Reading passage —
========

Chris Robertson -- Senior Vice President

Hey, guys. This is Chris Robertson on for Andy.  Thanks for taking our call. In terms of the current fleet composition, is there any particular segment that you'd like to continue to enhance with some secondhand vessel acquisitions? And kind of what are your thoughts on the market opportunities out there for each segment?

Ole Hjertaker -- Chief Executive Officer

Thank you. We are -- we look at all the segments, I would say, in parallel. We've done more acquisitions in the containership segment over the last few quarters. I would say that's more of a -- it's more of a coincidence.

We are -- like we say, our relative share in the tanker space now is lower than it used to be. So we wouldn't mind increasing in that segment, and certainly now that market fundamentals in the segment there looks better.  But I would say, we are segment agnostics and focus on trying to do the best deals. And some periods, there is a concentration in one sector and other periods in other sectors. As we were very heavily invested in the offshore space a few quarters ago, that has changed.

So I would say it's a dynamic process.  We look at opportunities, I would say, across the board, including the offshore space right now. But can of course not comment on specific transactions before we do them, but we hope to deploy the capital we have in new projects within not too long time. But it's all about doing the right deals and not, what do I say, do a specific percentage in each segment.

Chris Robertson -- Senior Vice President

No, that's fair. In terms of the three containerships that were recently acquired, you mentioned that the annual EBITDA contribution would be about $35.5 million. Was the purchase price closer to maybe eight times annual EBITDA or 10 times annual EBITDA? And kind of a follow-on to that, with the intermediary financing of $200 million, was that closer to 55% of the purchase price or 70%?

Ole Hjertaker -- Chief Executive Officer

Well, I would say, we are sort of midway there in your ratio. So it's below nine times EBITDA for those vessels. We are -- we have an intermediary financing for those vessels, and we expect to -- as Harald indicated, we expect the -- a longer-term finance need to be put in place in not too long time. The leverage we have on them initially is very comfortable, just over 60%, which is, I would say, on the low side when you have a very strong chartering counterpart and high-class assets that these vessels are.

========

Aim 1 — In the call transcript, what annual EBITDA contribution was mentioned for the three recently acquired containerships?
Aim 2 — Print the part of the call transcript starting at "So I would say" and ending at "price or 70%?".
Aim 3 — Proceed with the call transcript, picking up after its final sentence.
The data after the call transcript is unrelated material.

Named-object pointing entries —
========

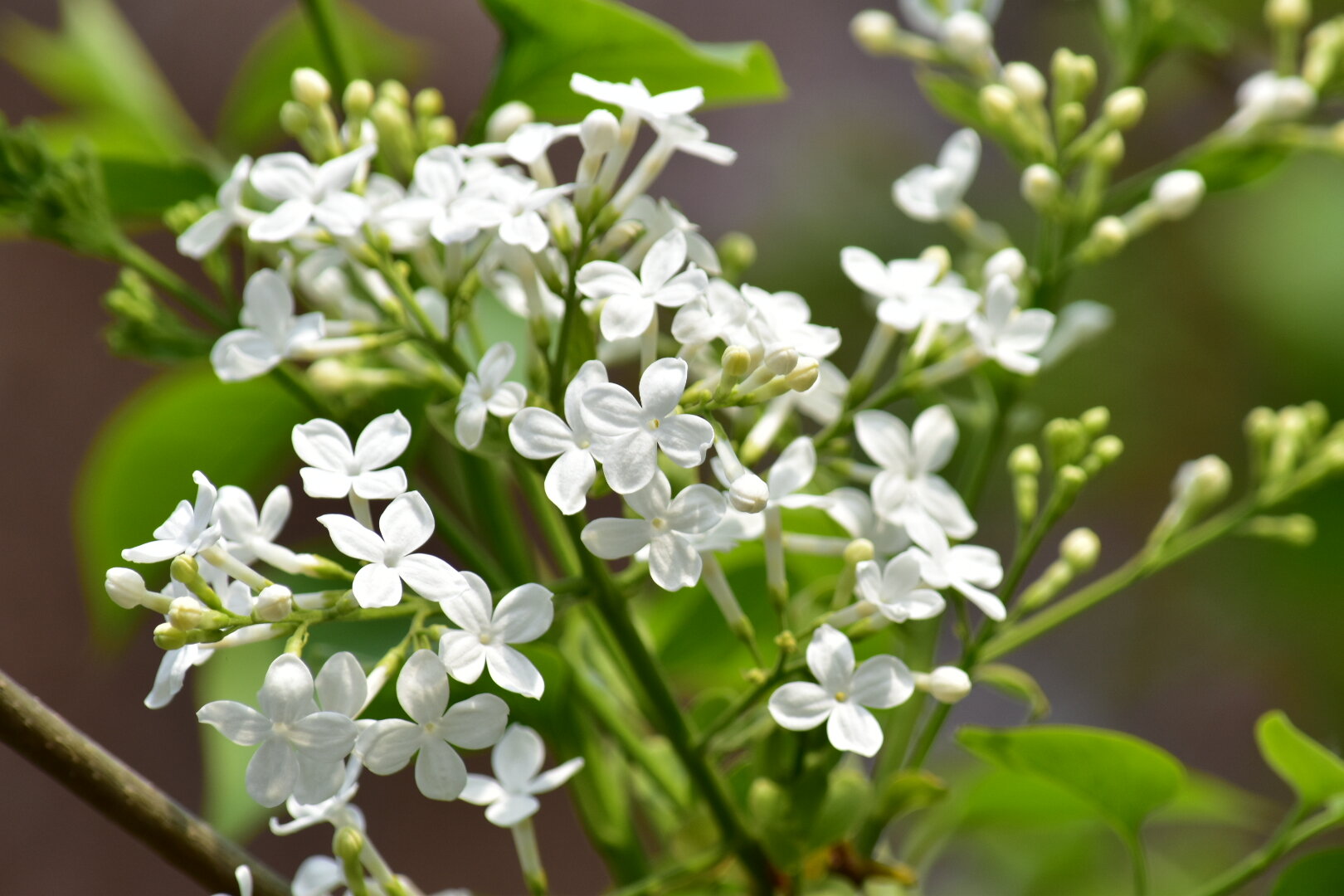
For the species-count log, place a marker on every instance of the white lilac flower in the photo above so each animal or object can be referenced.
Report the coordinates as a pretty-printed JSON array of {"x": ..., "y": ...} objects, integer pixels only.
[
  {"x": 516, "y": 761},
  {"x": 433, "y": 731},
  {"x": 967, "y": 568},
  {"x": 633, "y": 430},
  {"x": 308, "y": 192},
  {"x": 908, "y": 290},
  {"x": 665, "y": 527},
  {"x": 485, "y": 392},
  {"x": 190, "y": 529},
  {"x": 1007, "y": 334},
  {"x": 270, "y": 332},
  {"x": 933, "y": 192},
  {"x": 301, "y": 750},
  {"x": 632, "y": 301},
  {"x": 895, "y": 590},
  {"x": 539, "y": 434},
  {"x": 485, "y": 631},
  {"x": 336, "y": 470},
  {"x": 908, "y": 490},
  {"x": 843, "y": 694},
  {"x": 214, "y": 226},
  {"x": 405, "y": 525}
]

========

Written answer 1 — About $35.5 million.

Written answer 2 —
So I would say it's a dynamic process.  We look at opportunities, I would say, across the board, including the offshore space right now. But can of course not comment on specific transactions before we do them, but we hope to deploy the capital we have in new projects within not too long time. But it's all about doing the right deals and not, what do I say, do a specific percentage in each segment.

Chris Robertson -- Senior Vice President

No, that's fair. In terms of the three containerships that were recently acquired, you mentioned that the annual EBITDA contribution would be about $35.5 million. Was the purchase price closer to maybe eight times annual EBITDA or 10 times annual EBITDA? And kind of a follow-on to that, with the intermediary financing of $200 million, was that closer to 55% of the purchase price or 70%?

Written answer 3 —
So we hope to revert with that once we have finalized the long-term arrangement.

Chris Robertson -- Senior Vice President

OK. And final question for me.  Looks like the coverage ratio should remain above 1.3, 1.4 in the coming quarters. With that, can you comment on the dividend sustainability? And any plans to increase the dividend in the next few years?

Ole Hjertaker -- Chief Executive Officer

Yes, of course, when we make investments, we make investments because we believe they are accretive to the distribution capacity in the long term. We -- but the dividend is -- and this has sort of always been the express strategy of the board, not to sort of give guidance on future dividends. So we really have to look in the mirror. And over the 59 quarters now, the dividends have been stable or increasing with very few individual sort of settings where there have been adjusted downwards.  So it is our objective to, what I would say, reinvest capital and grow the dividend, but I cannot give you specific guiding on when.

Right now we are -- from a cash flow perspective, we are -- we still pay down a lot on the Seadrill rigs, while we have -- we are in the period where we have -- where we are reducing at somewhat lower rate. That is expected to be balanced during mid-2019. And then it's really a question how we can deploy the capital we have before we can -- I would say, before we can comfortably sort of increase the dividend level. This is management speaking.

But I think we certainly have a very solid cash buffer now. So if we can deploy that, hopefully, we can also do something to the dividend then.

Chris Robertson -- Senior Vice President

All right. I appreciate the time, and thanks for taking my questions.

Ole Hjertaker -- Chief Executive Officer

Thank you.

Operator

Next question goes to Magnus Fyhr from Seaport Global. Please, go ahead.

Magnus Fyhr -- Seaport Global Securities -- Analyst

Just as a follow-up on the prior question, looking at Slide 10 on your payouts, while the cash payout ratios currently  or dividend ratio is higher than the free cash flow, looking forward, at least in our estimates, that payout ratio should decline to 85% within a year.  Would you like to deploy additional capital? I mean, you've got $400 million or so of cash that you could deploy, if you use the marketable securities. Or is that 85% a very comfortable level that's kind of going back to that historical range where you've been. So should we kind of assume that, if you get below that level, that leaves you some room to start addressing the dividend?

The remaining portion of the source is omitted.